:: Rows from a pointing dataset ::
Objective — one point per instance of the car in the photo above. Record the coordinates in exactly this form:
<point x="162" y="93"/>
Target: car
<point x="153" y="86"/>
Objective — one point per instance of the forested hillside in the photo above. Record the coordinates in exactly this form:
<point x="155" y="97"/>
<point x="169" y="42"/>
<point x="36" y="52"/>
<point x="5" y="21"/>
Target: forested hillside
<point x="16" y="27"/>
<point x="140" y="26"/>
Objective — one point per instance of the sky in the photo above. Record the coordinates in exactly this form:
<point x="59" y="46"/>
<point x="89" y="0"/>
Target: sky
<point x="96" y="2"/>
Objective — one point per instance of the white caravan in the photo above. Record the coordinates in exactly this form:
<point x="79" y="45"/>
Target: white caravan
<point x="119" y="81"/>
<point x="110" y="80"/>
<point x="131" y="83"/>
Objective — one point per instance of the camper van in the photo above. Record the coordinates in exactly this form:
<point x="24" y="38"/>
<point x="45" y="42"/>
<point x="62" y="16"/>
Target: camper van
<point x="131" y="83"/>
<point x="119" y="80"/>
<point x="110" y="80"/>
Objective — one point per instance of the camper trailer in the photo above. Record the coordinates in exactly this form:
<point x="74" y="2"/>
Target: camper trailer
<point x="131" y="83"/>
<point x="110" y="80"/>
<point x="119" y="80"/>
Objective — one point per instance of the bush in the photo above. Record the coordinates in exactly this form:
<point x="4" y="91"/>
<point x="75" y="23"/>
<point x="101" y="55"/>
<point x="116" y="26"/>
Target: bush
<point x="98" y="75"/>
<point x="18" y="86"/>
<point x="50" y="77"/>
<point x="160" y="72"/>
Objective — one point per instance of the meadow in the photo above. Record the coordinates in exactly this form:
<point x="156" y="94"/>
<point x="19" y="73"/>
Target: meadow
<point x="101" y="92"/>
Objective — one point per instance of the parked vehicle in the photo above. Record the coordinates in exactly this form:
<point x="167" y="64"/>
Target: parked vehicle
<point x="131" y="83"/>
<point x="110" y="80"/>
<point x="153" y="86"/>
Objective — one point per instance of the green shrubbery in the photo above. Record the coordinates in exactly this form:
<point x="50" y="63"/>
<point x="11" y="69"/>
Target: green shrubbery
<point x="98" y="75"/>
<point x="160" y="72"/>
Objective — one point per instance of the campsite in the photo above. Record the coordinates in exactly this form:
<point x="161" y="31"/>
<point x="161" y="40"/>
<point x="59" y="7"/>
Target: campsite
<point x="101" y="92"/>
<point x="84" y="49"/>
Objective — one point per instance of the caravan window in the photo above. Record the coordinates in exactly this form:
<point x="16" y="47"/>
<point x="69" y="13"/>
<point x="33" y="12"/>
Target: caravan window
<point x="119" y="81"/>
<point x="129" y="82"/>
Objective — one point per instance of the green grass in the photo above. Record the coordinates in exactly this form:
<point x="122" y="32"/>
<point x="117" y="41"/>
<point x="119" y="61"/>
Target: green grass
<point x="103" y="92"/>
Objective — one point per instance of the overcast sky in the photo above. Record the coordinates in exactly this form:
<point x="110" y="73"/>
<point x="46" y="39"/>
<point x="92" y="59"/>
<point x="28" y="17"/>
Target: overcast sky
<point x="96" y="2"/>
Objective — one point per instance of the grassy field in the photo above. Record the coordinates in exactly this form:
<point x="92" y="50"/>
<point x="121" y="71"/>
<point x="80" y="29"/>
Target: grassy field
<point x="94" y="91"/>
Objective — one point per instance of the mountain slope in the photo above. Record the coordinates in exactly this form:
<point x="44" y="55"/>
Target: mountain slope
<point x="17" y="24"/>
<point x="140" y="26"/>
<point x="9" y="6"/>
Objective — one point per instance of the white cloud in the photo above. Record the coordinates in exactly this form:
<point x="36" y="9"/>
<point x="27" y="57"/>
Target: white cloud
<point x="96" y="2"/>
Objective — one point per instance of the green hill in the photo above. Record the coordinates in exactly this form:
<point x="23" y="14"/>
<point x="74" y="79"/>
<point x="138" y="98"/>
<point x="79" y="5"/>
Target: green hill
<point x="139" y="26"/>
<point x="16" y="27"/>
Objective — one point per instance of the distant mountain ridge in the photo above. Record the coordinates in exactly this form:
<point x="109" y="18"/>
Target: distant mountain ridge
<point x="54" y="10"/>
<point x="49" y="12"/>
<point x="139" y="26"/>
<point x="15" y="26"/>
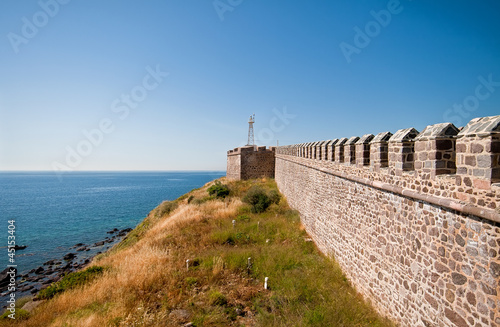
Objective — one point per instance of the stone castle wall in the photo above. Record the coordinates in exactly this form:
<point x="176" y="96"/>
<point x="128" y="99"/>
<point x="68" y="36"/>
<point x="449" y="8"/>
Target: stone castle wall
<point x="250" y="162"/>
<point x="413" y="218"/>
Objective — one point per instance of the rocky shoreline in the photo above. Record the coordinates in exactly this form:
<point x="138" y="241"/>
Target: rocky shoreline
<point x="53" y="270"/>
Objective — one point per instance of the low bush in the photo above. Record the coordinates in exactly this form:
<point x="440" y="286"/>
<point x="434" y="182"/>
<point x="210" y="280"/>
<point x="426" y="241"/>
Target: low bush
<point x="257" y="197"/>
<point x="274" y="196"/>
<point x="218" y="190"/>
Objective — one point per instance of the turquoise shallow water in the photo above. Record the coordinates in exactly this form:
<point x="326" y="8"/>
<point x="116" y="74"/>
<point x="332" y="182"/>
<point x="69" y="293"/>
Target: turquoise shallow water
<point x="51" y="215"/>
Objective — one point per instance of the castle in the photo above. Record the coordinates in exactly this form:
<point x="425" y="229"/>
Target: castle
<point x="413" y="218"/>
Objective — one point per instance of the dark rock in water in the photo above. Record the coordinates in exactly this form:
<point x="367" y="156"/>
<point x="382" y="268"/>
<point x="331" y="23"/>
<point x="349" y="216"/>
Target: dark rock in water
<point x="5" y="276"/>
<point x="124" y="232"/>
<point x="69" y="256"/>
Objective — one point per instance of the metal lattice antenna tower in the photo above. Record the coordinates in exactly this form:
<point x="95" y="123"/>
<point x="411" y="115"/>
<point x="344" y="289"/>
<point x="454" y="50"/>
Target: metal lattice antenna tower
<point x="251" y="140"/>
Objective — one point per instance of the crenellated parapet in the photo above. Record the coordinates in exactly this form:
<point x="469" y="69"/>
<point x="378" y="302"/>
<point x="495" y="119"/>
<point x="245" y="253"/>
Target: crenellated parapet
<point x="478" y="153"/>
<point x="413" y="218"/>
<point x="460" y="165"/>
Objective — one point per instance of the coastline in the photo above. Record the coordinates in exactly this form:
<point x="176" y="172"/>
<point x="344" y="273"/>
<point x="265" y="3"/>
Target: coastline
<point x="51" y="271"/>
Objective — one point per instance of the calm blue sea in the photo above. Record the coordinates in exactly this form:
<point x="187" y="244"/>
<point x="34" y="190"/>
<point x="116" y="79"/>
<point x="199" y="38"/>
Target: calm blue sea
<point x="51" y="215"/>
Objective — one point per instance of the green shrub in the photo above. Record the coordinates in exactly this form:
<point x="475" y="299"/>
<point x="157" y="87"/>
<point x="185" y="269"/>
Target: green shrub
<point x="257" y="197"/>
<point x="217" y="298"/>
<point x="274" y="196"/>
<point x="20" y="314"/>
<point x="166" y="207"/>
<point x="218" y="190"/>
<point x="70" y="281"/>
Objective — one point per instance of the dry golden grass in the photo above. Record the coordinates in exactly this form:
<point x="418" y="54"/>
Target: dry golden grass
<point x="147" y="283"/>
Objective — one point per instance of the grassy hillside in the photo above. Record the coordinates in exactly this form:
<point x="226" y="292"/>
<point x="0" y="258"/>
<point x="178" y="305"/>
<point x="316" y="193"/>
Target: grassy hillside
<point x="146" y="281"/>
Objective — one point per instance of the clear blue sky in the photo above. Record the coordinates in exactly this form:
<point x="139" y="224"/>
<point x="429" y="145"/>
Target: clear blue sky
<point x="66" y="69"/>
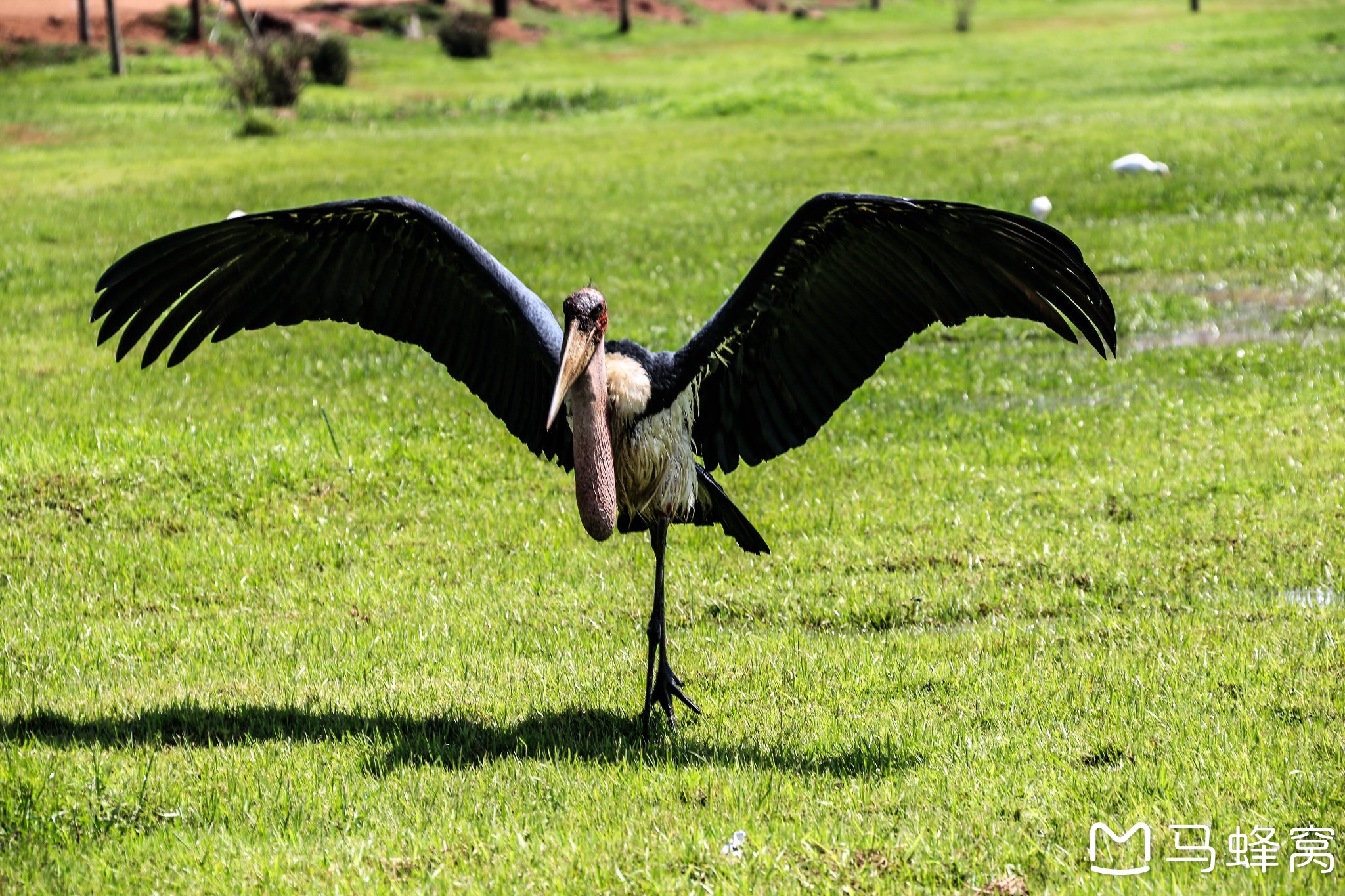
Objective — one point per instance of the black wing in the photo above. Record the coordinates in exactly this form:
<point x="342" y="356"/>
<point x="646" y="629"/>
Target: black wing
<point x="390" y="265"/>
<point x="849" y="280"/>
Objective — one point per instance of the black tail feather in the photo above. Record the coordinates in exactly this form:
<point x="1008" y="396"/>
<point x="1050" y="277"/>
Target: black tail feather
<point x="712" y="505"/>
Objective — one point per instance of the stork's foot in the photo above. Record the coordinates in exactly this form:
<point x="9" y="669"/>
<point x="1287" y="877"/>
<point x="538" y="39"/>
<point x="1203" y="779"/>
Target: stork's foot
<point x="665" y="687"/>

:: TASK GOAL ::
Find the line containing "Objective — one point per instance of the black wing" in the material above. Print it and every line after it through the end, exactly and only those.

:: SOLUTION TO THE PROBLEM ::
Objective — one point per instance of the black wing in the photo above. Record the coordinates in exactly this form:
<point x="342" y="356"/>
<point x="646" y="629"/>
Target: black wing
<point x="390" y="265"/>
<point x="849" y="280"/>
Objective — one point per instance of the black tail feather in the photo above. Record the coordinates in exactly this form:
<point x="1008" y="396"/>
<point x="1050" y="277"/>
Target: black tail feather
<point x="712" y="505"/>
Objective — one point per instance of the stork's foot in the photo above. Record the coordinates in exactly this form:
<point x="9" y="669"/>
<point x="1287" y="877"/>
<point x="538" y="39"/>
<point x="1203" y="779"/>
Target: stork's foot
<point x="665" y="687"/>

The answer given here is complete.